BRIEF 1 »
In one to three sentences, explain why the descriptive statistics page says to describe all variables before any modelling.
BRIEF 2 »
From the descriptive statistics page, extract the part from "Stratified tbl_summary() output" to "(26%) 2,684 (27%)".

Descriptive Statistics: The four dimensions of any variable

Summarise every variable before you model anything

Dimension What it captures Statistic
Centre Typical value Mean, median, mode
Spread Variability SD, IQR, range
Shape Symmetry & tails Skewness, kurtosis
Frequency Category counts n, %, cumulative %

What to report by variable type

  • Continuous, normal → Mean ± SD
  • Continuous, skewed → Median (IQR)
  • Categorical → n (%)
  • Binary → n (%) of the positive class

Describe all variables before any modelling. A one-line summary per variable prevents major errors downstream.

What gtsummary does for you

  • Auto-detects variable types: continuous vs categorical
  • Continuous → median (IQR) by default · Categorical → n (%)
  • add_p() automatically picks the correct statistical test
  • add_overall() adds an all-participants column
  • Output-ready for HTML, Word, and PDF via as_gt() or as_flex_table()
  • Bold or italicise labels in one pipe step

Tip

  • gtsummary is the single most time-saving package in R for descriptive tables.
  • One pipe replaces ~30 lines of manual summarise() + pivot_longer() + formatting code.

Basic tbl_summary() code

table1 <- yrbss |>
  select(sex, grade, race4, bmi) |>
  tbl_summary() |>
  bold_labels()

table1

What this does, line by line:

  1. select(): pick the variables you want to describe
  2. tbl_summary(): auto-detect types and summarise each
  3. bold_labels(): make variable names stand out

The output is a publication-ready table. To save it for Word, pipe into as_flex_table() |> flextable::save_as_docx(path = "table1.docx").

Basic tbl_summary() output

Characteristic N = 20,0001
sex
    Female 9,592 (49%)
    Male 10,177 (51%)
    Unknown 231
grade
    9th 5,219 (27%)
    10th 4,907 (25%)
    11th 4,891 (25%)
    12th 4,577 (23%)
    Unknown 406
bmi 22.3 (20.1, 25.7)
    Unknown 6,458
1 n (%); Median (Q1, Q3)

Stratified tbl_summary() code

yrbss |>
  select(sex, grade, race4, bmi) |>
  tbl_summary(by = sex) |>     # split columns by sex
  add_p() |>                   # auto-pick the right test
  add_overall() |>             # add an "Overall" column
  bold_labels() |>
  italicize_levels()

The by = argument is the magic. It splits the table into one column per group and - combined with add_p() - automatically chooses:

  • Wilcoxon for skewed continuous (like BMI)
  • Chi-square for categorical
  • Fisher’s exact if any expected cell < 5

Stratified tbl_summary() output

Characteristic Overall
N = 19,7691
Female
N = 9,5921
Male
N = 10,1771
p-value2
grade


0.12
    9th 5,176 (27%) 2,492 (26%) 2,684 (27%)
    10th 4,871 (25%) 2,332 (25%) 2,539 (25%)
    11th 4,861 (25%) 2,365 (25%) 2,496 (25%)
    12th 4,540 (23%) 2,277 (24%) 2,263 (23%)
    Unknown 321 126 195
race4


0.8
    All other races 4,696 (25%) 2,260 (24%) 2,436 (25%)

DATA UNDER STUDY »
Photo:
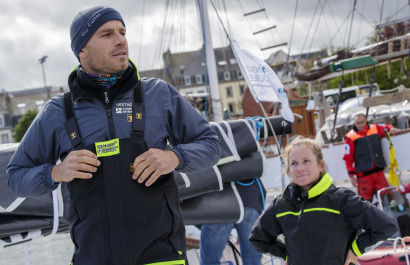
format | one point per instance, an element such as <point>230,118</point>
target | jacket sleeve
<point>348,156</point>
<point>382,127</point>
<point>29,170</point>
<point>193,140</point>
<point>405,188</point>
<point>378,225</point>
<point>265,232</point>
...
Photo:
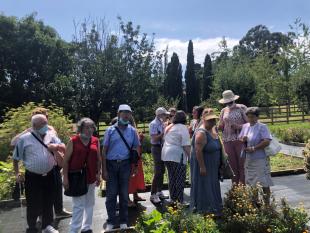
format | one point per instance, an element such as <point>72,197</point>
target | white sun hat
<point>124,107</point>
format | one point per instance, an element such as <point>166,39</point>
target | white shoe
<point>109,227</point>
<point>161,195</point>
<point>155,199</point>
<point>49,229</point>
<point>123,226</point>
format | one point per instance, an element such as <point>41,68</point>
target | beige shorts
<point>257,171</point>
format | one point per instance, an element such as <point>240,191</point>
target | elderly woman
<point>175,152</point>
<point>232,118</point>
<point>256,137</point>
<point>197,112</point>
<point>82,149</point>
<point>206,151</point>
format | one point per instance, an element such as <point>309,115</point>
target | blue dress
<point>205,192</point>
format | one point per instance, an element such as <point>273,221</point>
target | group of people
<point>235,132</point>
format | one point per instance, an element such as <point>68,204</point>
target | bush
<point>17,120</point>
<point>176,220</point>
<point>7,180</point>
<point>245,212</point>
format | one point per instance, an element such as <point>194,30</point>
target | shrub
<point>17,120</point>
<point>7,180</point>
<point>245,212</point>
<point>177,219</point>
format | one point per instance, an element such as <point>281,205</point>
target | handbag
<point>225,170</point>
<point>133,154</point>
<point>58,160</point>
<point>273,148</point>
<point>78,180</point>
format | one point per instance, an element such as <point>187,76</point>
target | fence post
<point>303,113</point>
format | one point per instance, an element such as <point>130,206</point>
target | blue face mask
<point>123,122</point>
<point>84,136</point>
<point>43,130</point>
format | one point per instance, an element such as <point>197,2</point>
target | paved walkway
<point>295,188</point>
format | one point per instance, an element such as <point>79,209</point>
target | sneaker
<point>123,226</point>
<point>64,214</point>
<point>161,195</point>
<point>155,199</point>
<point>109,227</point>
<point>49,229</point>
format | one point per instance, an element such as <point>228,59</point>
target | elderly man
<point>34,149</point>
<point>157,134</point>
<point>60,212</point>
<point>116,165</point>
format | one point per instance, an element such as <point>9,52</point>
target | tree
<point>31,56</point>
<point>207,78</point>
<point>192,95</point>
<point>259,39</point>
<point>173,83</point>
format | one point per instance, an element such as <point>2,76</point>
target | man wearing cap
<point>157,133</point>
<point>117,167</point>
--
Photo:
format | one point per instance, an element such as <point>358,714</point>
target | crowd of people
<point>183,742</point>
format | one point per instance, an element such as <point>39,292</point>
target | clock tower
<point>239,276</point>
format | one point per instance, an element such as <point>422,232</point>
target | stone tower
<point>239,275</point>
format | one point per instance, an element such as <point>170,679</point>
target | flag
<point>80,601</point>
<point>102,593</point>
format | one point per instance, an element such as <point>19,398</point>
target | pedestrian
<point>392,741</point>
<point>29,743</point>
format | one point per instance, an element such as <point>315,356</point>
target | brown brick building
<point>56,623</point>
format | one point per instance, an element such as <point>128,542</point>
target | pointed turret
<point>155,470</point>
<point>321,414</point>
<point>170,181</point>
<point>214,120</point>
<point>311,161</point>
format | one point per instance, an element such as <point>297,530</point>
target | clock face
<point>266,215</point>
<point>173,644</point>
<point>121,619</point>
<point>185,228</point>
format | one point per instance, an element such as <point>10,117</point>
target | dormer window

WRITTEN ANSWER 1 »
The page says to describe every variable first because a one-line summary per variable prevents major errors downstream.

WRITTEN ANSWER 2 »
Stratified tbl_summary() output

Characteristic Overall
N = 19,7691
Female
N = 9,5921
Male
N = 10,1771
p-value2
grade


0.12
    9th 5,176 (27%) 2,492 (26%) 2,684 (27%)